>> start EXTRACT PROVIDED
Zot's Uncle Max, the inventor, by Scott McCloud. ©2000 Scott McCloud.

CBA: You went from all of these lofty, scientific ventures into something as lowbrow as comics. What was the appeal?
SCOTT: Well, the appeal wasn't lowbrow at all, in fact, it was the lowbrow image of comics that kept me away from them. If you asked me when I was twelve years old about comics, I would just tell you that I would have nothing to do with them, because they were lousy science-fiction, they were lousy writing, the art was crude, and I read real s-f, and I was interested in the surrealists and some fantasy art and whatnot... that was the good stuff, comics were the crappy stuff. It took an intelligent friend like Kurt, and a lot of determination and stubbornness, to break through that prejudice and convince me that, in fact, comics had the potential for loftier things, and it's always been that for me. I was never drawn to comics for their lowbrow appeal, but for their potential of comics to overcome that. Some of the first work that did it for me was some of the wilder stuff by Jim Steranko and Neal Adams.
>> end EXTRACT PROVIDED
» **PROMPT 1**: Condense the paragraph of the comics interview above that begins "SCOTT: Well, the appeal wasn't lowbrow" into a short bulleted list that keeps its main facts.
>> start THE DATA
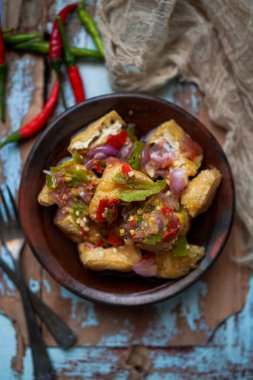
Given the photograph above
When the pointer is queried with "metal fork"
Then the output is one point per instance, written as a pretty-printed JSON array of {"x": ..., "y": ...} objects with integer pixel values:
[{"x": 13, "y": 240}]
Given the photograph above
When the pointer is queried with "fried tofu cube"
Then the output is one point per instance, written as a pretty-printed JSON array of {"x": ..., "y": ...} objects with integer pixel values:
[
  {"x": 65, "y": 222},
  {"x": 172, "y": 267},
  {"x": 108, "y": 188},
  {"x": 121, "y": 258},
  {"x": 97, "y": 133},
  {"x": 188, "y": 154},
  {"x": 44, "y": 197},
  {"x": 200, "y": 191}
]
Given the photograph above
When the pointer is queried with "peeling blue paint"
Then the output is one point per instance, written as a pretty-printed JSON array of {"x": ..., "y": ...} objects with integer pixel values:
[
  {"x": 89, "y": 318},
  {"x": 47, "y": 285},
  {"x": 34, "y": 285},
  {"x": 8, "y": 348}
]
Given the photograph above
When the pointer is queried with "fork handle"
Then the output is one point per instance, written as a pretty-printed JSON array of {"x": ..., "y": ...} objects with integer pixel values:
[
  {"x": 61, "y": 332},
  {"x": 43, "y": 369}
]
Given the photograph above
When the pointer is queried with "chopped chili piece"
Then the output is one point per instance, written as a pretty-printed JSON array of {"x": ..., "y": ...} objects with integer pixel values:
[
  {"x": 166, "y": 210},
  {"x": 170, "y": 234},
  {"x": 113, "y": 239},
  {"x": 117, "y": 140},
  {"x": 107, "y": 207},
  {"x": 126, "y": 168},
  {"x": 100, "y": 243}
]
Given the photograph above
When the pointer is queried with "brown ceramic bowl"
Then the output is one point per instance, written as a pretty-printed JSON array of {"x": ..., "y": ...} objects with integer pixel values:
[{"x": 59, "y": 255}]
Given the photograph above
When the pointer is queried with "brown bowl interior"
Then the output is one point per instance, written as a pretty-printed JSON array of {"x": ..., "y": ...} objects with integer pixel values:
[{"x": 59, "y": 255}]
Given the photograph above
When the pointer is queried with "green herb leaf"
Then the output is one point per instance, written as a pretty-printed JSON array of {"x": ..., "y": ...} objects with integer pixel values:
[
  {"x": 79, "y": 210},
  {"x": 135, "y": 158},
  {"x": 51, "y": 181},
  {"x": 181, "y": 247},
  {"x": 142, "y": 194},
  {"x": 153, "y": 239},
  {"x": 55, "y": 169}
]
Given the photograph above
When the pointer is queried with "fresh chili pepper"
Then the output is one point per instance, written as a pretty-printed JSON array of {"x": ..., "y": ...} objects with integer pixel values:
[
  {"x": 3, "y": 72},
  {"x": 73, "y": 72},
  {"x": 91, "y": 27},
  {"x": 55, "y": 47},
  {"x": 38, "y": 122},
  {"x": 126, "y": 168},
  {"x": 117, "y": 140},
  {"x": 107, "y": 210},
  {"x": 42, "y": 47},
  {"x": 19, "y": 38},
  {"x": 113, "y": 239}
]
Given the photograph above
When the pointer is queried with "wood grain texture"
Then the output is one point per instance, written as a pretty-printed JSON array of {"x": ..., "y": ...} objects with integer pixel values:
[{"x": 104, "y": 333}]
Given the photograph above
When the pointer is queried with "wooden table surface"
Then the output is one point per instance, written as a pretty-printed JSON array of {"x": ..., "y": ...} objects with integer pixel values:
[{"x": 204, "y": 333}]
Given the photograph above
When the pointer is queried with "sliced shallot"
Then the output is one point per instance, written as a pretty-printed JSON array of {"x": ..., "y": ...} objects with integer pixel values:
[{"x": 178, "y": 180}]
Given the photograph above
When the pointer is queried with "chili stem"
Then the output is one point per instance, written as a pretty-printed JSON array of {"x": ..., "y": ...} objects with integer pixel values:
[
  {"x": 91, "y": 27},
  {"x": 3, "y": 73},
  {"x": 68, "y": 56}
]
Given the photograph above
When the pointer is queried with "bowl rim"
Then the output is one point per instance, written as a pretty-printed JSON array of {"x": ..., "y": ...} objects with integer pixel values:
[{"x": 161, "y": 292}]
>> end THE DATA
» **PROMPT 2**: Locate every line in the entries that contains the string "fork", and copy each one.

» **EXPECTED ANSWER 1**:
- Scott says the appeal of comics was never lowbrow; their lowbrow image is what had kept him away.
- At twelve he would have had nothing to do with comics. He saw them as lousy science fiction with lousy writing and crude art, and he preferred real science fiction, the surrealists and fantasy art.
- His intelligent friend Kurt, along with a lot of determination and stubbornness, broke through that prejudice and convinced him that comics could reach loftier things.
- He was drawn to comics for their potential to overcome their lowbrow image.
- Some of the first work that did this for him was the wilder material by Jim Steranko and Neal Adams.

» **EXPECTED ANSWER 2**:
When the pointer is queried with "metal fork"
When the pointer is queried with "fork handle"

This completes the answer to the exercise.